(Data entries)

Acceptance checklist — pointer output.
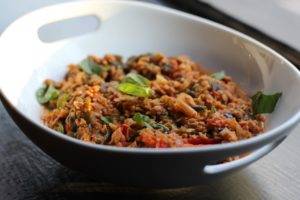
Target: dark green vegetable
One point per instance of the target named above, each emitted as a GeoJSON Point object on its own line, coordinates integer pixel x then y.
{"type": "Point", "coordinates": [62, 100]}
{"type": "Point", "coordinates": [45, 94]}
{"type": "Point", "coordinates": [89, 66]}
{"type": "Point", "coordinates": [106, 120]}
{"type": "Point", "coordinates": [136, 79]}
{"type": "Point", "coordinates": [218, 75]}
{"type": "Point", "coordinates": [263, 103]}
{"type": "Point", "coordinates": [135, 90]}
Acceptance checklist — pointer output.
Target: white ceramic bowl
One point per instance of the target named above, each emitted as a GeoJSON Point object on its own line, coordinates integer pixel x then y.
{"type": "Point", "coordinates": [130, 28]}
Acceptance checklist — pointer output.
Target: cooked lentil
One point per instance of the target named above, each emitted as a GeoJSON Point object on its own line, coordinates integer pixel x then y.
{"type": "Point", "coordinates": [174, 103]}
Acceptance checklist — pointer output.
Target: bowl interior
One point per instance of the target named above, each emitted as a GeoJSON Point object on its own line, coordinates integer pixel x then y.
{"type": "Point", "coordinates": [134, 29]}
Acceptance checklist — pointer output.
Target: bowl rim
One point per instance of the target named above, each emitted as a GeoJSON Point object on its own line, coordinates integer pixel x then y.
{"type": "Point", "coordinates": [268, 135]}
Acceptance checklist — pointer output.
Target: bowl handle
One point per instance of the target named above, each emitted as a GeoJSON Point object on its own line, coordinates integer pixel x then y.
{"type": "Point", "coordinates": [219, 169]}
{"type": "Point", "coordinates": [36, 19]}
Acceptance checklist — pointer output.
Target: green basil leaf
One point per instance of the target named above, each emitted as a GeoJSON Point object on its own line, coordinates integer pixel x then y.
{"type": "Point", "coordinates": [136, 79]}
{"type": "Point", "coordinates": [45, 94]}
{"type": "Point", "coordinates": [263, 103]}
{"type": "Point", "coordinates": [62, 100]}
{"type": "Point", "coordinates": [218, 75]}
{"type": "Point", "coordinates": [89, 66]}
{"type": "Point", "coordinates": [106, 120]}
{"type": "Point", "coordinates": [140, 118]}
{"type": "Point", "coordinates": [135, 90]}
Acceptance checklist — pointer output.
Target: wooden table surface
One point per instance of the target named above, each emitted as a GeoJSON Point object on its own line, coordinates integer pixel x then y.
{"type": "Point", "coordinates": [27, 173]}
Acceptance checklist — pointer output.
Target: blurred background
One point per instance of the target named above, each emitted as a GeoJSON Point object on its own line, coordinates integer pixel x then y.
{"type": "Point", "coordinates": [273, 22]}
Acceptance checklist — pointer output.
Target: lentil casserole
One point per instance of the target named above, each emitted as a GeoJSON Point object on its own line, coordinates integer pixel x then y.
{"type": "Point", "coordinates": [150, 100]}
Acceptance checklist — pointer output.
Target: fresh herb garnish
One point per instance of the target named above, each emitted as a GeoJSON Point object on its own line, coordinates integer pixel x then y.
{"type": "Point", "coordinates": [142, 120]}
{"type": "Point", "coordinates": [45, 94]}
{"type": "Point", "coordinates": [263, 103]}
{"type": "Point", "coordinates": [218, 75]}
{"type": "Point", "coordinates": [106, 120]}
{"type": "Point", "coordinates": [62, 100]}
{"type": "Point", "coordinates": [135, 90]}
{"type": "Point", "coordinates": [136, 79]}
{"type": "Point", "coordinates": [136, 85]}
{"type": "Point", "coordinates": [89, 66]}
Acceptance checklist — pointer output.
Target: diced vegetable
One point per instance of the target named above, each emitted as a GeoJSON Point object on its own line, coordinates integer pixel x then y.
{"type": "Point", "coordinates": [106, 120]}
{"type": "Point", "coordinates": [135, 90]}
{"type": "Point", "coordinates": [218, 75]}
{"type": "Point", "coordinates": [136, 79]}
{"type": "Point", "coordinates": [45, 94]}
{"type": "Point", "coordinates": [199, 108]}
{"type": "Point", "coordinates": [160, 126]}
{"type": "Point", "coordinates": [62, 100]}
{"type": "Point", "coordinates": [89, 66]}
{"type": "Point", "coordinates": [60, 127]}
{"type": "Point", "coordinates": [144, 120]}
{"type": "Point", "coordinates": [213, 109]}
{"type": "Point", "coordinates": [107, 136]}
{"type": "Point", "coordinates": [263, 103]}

* * *

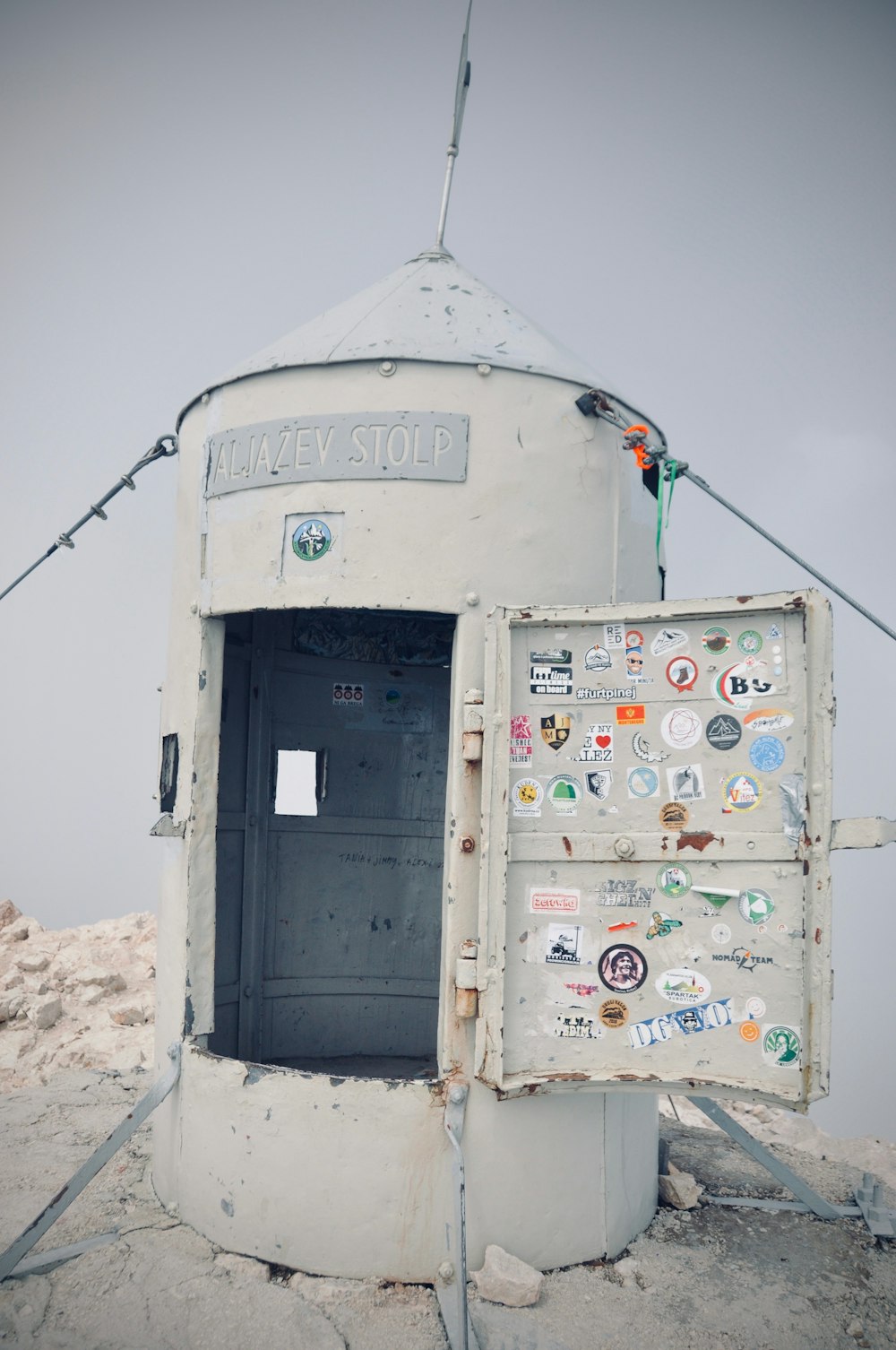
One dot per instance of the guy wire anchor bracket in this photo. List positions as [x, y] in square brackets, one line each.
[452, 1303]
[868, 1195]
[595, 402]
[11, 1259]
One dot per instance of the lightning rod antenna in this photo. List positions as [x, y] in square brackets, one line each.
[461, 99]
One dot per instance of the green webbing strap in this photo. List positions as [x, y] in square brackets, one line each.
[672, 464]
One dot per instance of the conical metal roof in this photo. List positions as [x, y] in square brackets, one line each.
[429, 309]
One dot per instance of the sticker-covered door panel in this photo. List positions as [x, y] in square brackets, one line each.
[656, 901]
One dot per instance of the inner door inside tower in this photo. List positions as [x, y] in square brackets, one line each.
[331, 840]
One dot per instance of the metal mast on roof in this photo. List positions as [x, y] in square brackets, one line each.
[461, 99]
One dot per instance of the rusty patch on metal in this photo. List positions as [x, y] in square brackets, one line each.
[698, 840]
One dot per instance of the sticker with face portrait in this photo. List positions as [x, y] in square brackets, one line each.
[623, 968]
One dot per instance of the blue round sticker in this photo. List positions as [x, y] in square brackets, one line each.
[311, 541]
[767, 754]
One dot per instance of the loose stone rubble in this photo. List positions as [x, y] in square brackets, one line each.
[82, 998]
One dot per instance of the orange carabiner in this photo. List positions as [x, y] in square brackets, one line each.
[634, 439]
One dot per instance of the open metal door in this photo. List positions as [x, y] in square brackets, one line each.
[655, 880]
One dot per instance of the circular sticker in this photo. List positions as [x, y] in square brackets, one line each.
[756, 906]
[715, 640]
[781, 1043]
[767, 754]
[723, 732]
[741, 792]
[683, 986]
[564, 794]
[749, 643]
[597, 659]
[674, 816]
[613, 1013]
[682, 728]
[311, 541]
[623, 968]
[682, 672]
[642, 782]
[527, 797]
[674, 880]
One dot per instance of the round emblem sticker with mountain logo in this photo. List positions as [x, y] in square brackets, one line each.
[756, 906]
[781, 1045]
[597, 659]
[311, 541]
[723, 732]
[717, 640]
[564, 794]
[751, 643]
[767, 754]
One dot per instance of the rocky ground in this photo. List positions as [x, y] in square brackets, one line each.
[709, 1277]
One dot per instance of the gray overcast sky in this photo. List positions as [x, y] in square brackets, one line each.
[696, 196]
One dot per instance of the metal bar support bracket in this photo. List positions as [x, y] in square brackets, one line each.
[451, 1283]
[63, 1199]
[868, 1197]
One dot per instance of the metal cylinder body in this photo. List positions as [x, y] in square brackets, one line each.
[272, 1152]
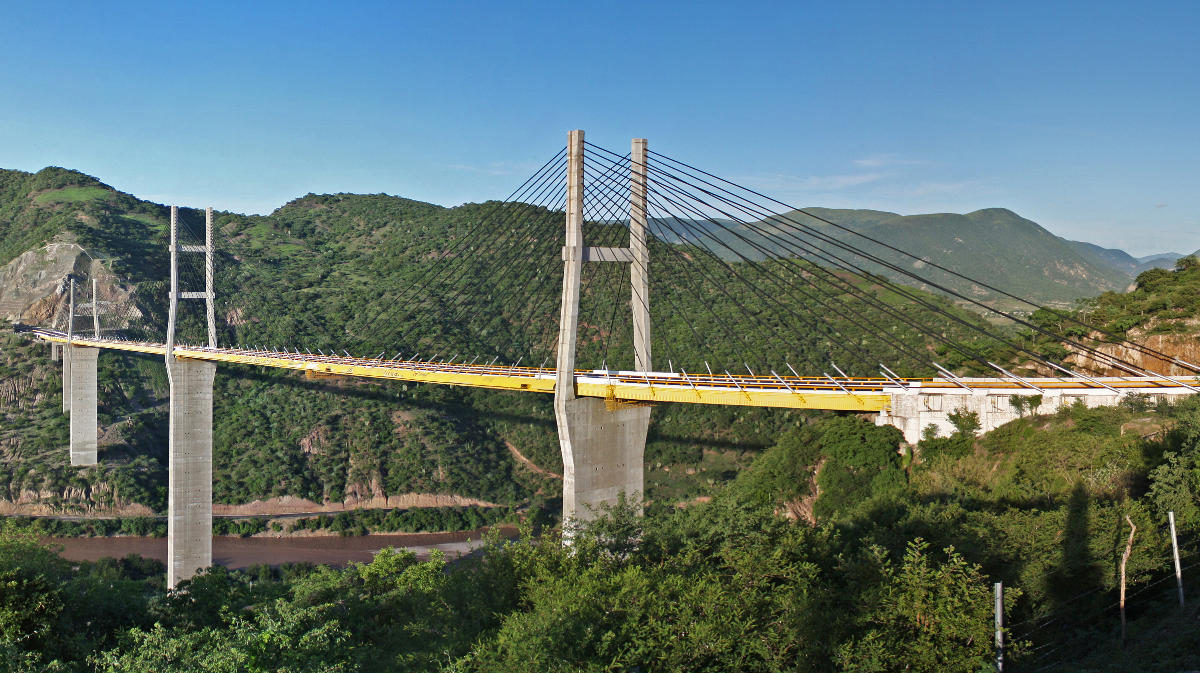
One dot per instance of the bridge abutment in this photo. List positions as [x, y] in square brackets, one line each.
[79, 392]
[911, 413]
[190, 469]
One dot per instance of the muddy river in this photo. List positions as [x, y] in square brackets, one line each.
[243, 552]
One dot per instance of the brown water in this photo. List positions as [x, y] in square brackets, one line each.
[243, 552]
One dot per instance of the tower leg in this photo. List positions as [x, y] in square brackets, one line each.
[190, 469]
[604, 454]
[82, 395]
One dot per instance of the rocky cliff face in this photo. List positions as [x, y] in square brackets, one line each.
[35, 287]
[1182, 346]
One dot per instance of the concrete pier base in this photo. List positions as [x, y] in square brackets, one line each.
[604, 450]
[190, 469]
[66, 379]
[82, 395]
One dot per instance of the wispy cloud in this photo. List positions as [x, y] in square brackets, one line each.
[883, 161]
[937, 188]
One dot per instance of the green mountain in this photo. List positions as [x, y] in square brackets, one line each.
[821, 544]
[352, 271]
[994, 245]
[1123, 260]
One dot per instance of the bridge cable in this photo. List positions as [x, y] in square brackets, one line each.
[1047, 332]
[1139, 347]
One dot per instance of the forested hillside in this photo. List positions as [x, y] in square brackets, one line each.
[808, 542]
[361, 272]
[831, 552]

* * *

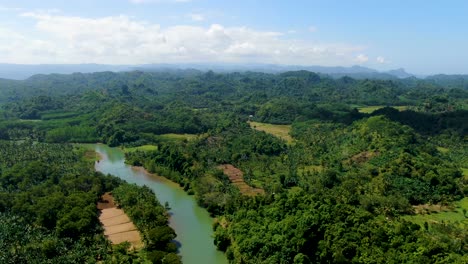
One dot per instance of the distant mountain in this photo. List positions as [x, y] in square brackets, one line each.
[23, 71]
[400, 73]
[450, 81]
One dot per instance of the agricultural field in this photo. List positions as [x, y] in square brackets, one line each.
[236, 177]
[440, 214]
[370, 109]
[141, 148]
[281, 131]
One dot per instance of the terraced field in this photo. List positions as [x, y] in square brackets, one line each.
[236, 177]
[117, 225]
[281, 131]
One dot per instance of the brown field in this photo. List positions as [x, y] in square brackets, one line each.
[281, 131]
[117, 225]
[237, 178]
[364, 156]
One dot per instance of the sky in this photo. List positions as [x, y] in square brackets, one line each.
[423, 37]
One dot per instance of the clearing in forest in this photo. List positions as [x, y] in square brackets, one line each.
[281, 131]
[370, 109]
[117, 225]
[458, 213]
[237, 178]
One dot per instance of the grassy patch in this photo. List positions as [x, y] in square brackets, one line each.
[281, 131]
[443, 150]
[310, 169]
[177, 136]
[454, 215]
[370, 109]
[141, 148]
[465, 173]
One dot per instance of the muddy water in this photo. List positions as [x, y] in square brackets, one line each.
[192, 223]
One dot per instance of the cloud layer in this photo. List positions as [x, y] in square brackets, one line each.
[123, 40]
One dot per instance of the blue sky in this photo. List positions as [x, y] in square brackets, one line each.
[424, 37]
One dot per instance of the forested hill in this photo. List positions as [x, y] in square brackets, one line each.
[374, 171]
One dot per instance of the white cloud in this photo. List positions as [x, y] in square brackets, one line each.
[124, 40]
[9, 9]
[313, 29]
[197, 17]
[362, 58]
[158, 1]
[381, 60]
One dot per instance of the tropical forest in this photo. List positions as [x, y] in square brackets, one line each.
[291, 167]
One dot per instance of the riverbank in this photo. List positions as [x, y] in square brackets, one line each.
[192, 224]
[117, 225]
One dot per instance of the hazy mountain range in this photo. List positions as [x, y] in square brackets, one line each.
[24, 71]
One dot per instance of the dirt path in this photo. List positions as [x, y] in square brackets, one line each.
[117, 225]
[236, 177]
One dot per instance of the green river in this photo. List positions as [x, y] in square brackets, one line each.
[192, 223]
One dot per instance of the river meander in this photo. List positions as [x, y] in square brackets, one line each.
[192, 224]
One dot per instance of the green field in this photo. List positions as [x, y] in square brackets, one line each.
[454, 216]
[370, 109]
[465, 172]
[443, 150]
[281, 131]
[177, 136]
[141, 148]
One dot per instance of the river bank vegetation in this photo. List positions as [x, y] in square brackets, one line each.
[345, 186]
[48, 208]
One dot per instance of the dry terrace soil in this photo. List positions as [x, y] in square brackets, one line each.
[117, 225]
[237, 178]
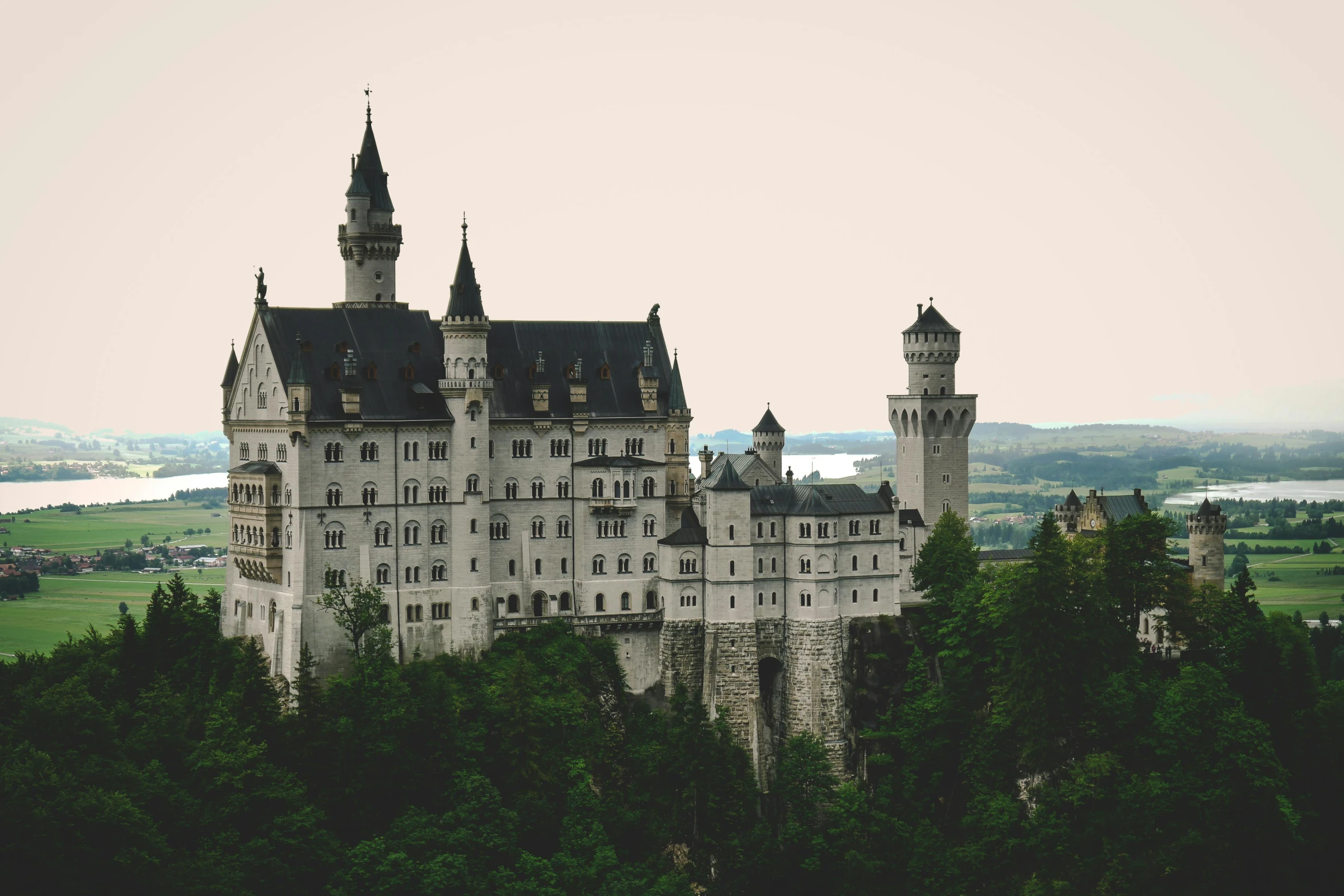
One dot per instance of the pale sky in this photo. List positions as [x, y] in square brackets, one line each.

**How to complete this task:** Return only the lines of the records in which the string "vegetable" appears.

**Result of this exercise:**
Target: dark green vegetable
Target: diced vegetable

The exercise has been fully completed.